Set all the material down again unchanged, without the pictures.

[Start Provided entries]

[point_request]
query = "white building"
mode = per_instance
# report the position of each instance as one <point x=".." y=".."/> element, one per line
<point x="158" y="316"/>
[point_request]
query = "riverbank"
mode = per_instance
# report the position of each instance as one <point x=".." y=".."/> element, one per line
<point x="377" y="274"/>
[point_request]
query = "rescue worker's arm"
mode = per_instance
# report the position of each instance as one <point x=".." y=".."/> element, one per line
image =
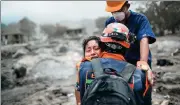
<point x="144" y="49"/>
<point x="77" y="90"/>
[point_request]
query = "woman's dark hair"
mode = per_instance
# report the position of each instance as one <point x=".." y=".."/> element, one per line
<point x="85" y="41"/>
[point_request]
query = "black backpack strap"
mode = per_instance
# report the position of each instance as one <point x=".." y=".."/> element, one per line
<point x="127" y="71"/>
<point x="97" y="67"/>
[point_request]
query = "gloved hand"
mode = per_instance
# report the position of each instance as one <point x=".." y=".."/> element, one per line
<point x="145" y="67"/>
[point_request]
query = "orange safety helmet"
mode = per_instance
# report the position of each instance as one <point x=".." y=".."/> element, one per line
<point x="116" y="33"/>
<point x="113" y="6"/>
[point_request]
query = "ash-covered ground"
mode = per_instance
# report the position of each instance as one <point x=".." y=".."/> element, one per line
<point x="44" y="73"/>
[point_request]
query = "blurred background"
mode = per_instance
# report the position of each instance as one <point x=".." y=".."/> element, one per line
<point x="41" y="44"/>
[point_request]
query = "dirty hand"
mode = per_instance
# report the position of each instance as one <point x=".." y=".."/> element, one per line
<point x="145" y="67"/>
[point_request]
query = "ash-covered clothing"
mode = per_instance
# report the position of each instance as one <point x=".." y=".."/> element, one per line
<point x="85" y="76"/>
<point x="139" y="25"/>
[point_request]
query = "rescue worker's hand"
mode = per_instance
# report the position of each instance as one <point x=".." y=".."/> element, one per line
<point x="145" y="67"/>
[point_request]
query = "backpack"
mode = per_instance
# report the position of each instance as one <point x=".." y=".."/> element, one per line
<point x="110" y="87"/>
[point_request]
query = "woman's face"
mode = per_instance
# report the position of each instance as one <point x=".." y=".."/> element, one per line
<point x="92" y="49"/>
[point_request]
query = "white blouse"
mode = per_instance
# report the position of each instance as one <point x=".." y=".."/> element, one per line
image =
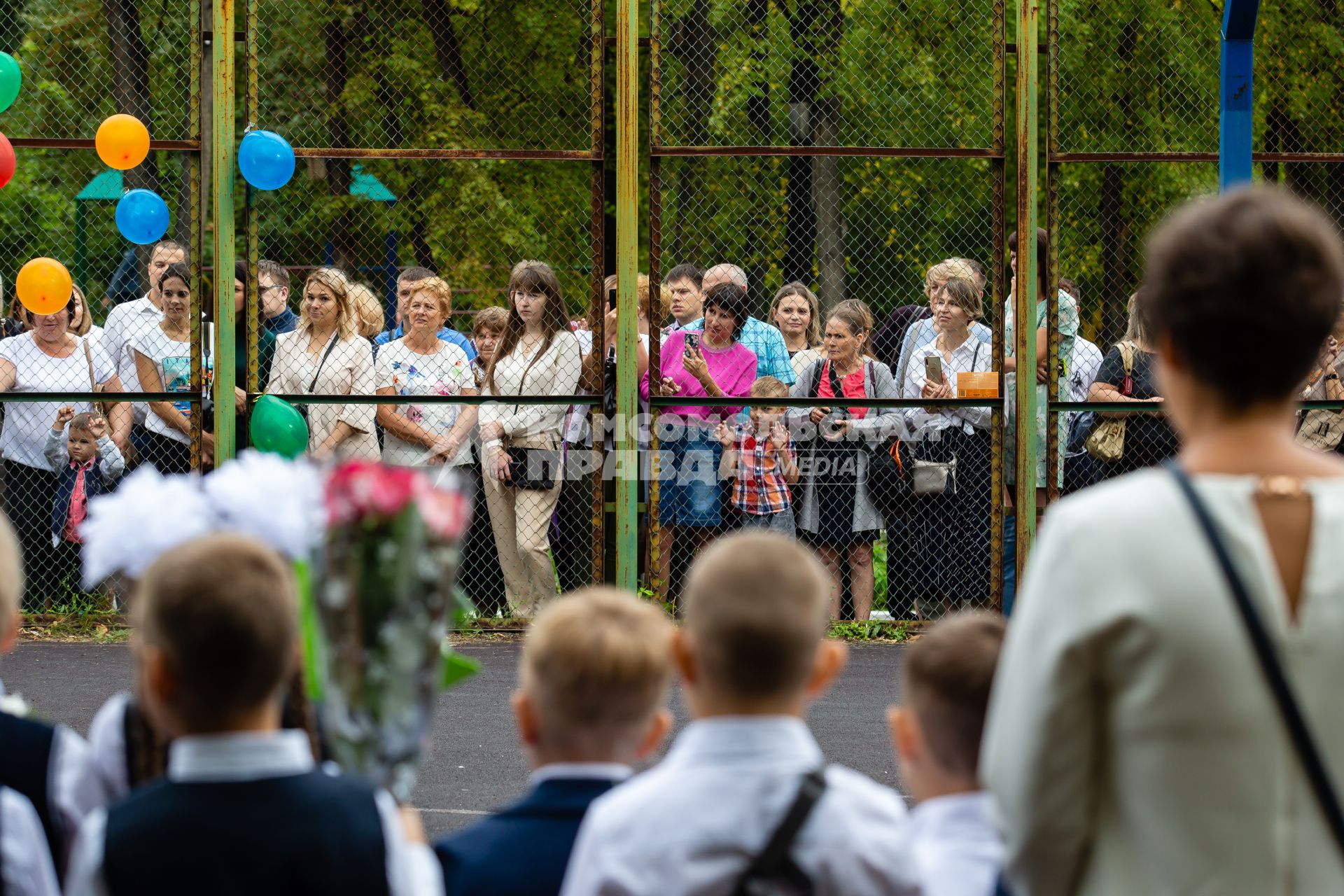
<point x="1132" y="743"/>
<point x="971" y="356"/>
<point x="555" y="372"/>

[End Provided entries]

#### Finished answer:
[point_request]
query = "white building"
mode = per_instance
# report the position of each instance as one <point x=".." y=".."/> element, one per line
<point x="158" y="316"/>
[point_request]
query = "riverbank"
mode = per_instance
# report the position of each instance as one <point x=".." y=".."/> element, one per line
<point x="377" y="274"/>
[point_request]
query = "rescue worker's arm"
mode = per_instance
# report the position of each instance as one <point x=".." y=".."/> element, one per line
image =
<point x="144" y="49"/>
<point x="77" y="90"/>
[point_request]
query = "woman's dark hair"
mode = per_instance
# report the position of each instance as one <point x=".." y=".."/> element, one per line
<point x="85" y="41"/>
[point_request]
query = "black backpack strap"
mode = per_instance
# report the position of each instance as one <point x=".." y=".."/> element, one per line
<point x="127" y="71"/>
<point x="97" y="67"/>
[point_request]
query = "gloved hand"
mode = per_instance
# report the position of each instance as one <point x=".." y=".."/> element, one per line
<point x="145" y="67"/>
[point_request]
query = "orange safety helmet"
mode = per_instance
# report the position of each instance as one <point x=".." y=".."/> element, one per line
<point x="116" y="33"/>
<point x="113" y="6"/>
[point_request]
query = "ash-covered ground"
mode = per_instance
# report the position of each instance as one <point x=".." y=".."/> element, one per line
<point x="44" y="73"/>
[point_request]
query = "blurred background"
mode = per_instance
# report the position of each instance as one <point x=".." y=".."/> element, one per line
<point x="41" y="44"/>
[point_request]
query = "dirty hand"
mode = per_instance
# report the position of each instance as one <point x=".." y=".."/> element, one per line
<point x="145" y="67"/>
[point_request]
query = "ash-covered clothing"
mode = per_instance
# report the position of each instance as one <point x=".." y=".."/> element, one per line
<point x="85" y="76"/>
<point x="139" y="25"/>
[point_request]
query = "rescue worker's hand"
mode = per_instance
# report the position of each instance as one <point x=".." y=".."/> element, one per line
<point x="145" y="67"/>
[point_request]
query = "backpack"
mode = per_instance
# report the position of each instance as one <point x=".." y=".."/> element, one per line
<point x="110" y="87"/>
[point_request]
query = "woman's face"
mode = per_instance
# report the position of each instance as one <point x=".." y=".."/> element, one per line
<point x="92" y="49"/>
[point_request]
query = "white blouse"
mode = per_instance
# report the position of each instance as one <point x=".." y=".."/> element, one per line
image =
<point x="1132" y="743"/>
<point x="971" y="356"/>
<point x="555" y="372"/>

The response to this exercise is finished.